__WORK TO DO__.
Reproduce every line of the material that follows, requests included, and shift each point coordinate in the answers by -78, leaving the numbers in the requests and their format samples unchanged. Omit the pictures from your reply.

_____

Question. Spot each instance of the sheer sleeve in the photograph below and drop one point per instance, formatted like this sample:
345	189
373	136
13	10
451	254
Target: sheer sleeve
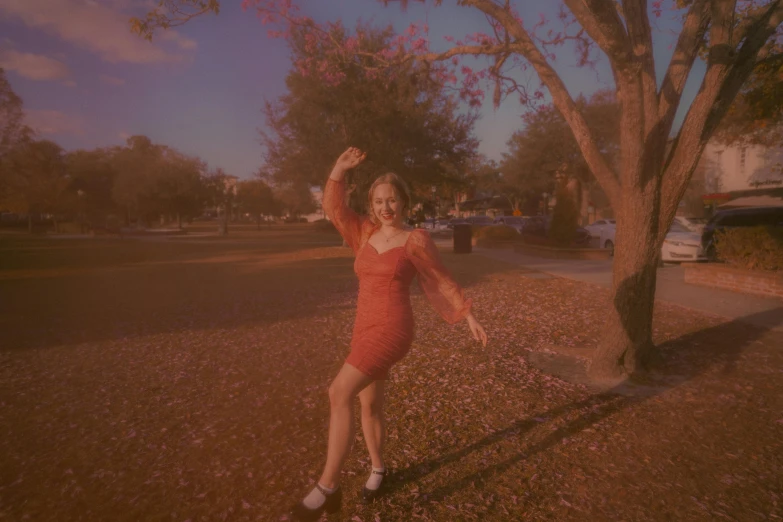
347	222
443	292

_____

__COMPLETE ANSWER__.
Question. Spot each instance of the sheer sleeve in the photograph below and drop one point per instance, formatted like this sample:
345	189
373	136
13	10
451	254
Target: sheer sleeve
269	144
365	214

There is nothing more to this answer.